--- Data for review Enclosed Below ---

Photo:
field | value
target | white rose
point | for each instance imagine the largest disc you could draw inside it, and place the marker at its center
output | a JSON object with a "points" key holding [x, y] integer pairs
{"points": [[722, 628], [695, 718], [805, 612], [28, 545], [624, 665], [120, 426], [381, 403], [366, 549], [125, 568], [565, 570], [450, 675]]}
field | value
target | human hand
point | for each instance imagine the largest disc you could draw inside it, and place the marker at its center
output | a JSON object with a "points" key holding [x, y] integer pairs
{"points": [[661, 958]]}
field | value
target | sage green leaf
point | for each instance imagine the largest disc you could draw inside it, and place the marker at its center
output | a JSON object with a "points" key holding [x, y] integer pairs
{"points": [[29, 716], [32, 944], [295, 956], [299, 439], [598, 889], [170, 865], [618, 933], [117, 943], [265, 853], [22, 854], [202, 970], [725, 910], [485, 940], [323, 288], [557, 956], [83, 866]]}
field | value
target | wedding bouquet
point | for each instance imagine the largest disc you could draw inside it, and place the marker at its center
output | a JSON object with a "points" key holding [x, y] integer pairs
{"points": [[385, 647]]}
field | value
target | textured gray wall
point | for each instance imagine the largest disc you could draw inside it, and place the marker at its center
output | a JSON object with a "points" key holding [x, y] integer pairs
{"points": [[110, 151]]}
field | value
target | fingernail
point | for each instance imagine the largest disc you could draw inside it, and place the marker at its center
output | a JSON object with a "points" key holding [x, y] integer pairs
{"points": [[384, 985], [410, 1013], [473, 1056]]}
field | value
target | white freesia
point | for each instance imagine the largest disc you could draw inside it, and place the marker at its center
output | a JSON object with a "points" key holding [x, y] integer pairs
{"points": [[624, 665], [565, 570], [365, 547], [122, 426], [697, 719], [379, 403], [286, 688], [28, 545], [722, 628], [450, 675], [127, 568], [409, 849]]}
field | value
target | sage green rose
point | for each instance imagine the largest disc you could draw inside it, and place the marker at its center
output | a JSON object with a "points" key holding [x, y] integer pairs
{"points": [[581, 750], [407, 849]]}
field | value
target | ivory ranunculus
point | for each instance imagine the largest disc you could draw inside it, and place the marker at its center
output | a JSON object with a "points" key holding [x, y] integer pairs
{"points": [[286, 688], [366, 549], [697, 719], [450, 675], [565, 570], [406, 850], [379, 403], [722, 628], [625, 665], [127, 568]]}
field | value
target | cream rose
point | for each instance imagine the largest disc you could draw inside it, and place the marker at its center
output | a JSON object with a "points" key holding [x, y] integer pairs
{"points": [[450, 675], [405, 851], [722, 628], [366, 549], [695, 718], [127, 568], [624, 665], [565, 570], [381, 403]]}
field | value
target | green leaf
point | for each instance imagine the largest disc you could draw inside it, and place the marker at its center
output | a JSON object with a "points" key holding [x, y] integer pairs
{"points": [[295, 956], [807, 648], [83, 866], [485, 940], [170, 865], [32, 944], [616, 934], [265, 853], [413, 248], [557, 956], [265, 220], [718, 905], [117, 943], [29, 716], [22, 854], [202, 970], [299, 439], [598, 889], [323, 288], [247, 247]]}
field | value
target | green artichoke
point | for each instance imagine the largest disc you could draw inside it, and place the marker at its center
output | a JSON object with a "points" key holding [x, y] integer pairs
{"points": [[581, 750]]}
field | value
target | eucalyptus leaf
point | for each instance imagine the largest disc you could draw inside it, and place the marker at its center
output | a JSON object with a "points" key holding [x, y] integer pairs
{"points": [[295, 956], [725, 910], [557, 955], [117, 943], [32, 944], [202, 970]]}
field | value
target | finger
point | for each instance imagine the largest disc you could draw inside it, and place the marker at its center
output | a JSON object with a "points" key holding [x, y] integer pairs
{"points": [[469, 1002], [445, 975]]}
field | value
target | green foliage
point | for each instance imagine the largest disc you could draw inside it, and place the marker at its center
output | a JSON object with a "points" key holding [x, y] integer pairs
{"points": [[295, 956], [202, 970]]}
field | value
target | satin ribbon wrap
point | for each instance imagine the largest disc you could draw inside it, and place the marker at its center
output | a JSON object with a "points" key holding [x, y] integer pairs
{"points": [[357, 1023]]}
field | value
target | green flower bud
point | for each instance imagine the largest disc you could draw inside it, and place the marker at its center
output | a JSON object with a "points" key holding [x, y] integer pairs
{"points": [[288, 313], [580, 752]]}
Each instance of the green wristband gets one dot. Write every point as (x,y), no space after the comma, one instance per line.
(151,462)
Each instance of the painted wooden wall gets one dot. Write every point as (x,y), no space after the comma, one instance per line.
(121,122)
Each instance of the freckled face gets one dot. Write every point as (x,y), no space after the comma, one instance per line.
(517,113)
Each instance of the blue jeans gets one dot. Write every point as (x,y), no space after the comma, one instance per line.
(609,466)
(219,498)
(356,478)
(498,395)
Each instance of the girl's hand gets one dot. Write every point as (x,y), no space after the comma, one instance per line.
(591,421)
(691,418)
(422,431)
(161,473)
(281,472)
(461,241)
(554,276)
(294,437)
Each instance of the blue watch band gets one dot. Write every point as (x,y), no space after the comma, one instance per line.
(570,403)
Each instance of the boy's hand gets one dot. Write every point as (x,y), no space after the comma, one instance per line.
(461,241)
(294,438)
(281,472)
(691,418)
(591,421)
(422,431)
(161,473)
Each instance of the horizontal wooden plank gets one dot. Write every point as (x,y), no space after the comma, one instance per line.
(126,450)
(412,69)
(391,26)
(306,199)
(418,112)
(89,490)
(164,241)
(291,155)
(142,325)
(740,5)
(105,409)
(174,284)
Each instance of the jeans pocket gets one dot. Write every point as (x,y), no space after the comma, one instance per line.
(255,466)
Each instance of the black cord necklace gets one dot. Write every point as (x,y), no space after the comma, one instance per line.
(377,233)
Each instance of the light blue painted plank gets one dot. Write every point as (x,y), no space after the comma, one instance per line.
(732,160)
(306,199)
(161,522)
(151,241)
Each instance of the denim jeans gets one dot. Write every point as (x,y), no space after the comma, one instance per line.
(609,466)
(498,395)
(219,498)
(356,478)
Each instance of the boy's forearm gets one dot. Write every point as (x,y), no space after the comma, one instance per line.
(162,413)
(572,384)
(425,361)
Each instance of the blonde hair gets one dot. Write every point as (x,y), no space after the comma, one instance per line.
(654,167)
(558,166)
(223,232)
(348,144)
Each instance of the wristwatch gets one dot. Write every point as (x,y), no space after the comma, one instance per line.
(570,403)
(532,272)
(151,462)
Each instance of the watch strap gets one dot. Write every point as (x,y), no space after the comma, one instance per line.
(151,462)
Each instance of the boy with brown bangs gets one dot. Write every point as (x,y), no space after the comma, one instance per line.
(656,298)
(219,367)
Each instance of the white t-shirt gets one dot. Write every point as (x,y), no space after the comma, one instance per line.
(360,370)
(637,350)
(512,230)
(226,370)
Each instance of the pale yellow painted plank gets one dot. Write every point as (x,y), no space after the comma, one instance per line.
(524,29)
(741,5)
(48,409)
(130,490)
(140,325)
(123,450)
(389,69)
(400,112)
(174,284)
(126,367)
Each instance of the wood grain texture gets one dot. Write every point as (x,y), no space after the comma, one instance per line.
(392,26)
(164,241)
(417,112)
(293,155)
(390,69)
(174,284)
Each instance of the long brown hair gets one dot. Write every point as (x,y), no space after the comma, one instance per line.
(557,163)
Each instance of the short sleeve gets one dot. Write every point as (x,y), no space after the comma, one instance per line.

--- End of Enclosed Data for review ---

Copy every line from the material in which the word "rose" can be found.

Task answer:
target | white rose
target | sage green rose
target | cream rose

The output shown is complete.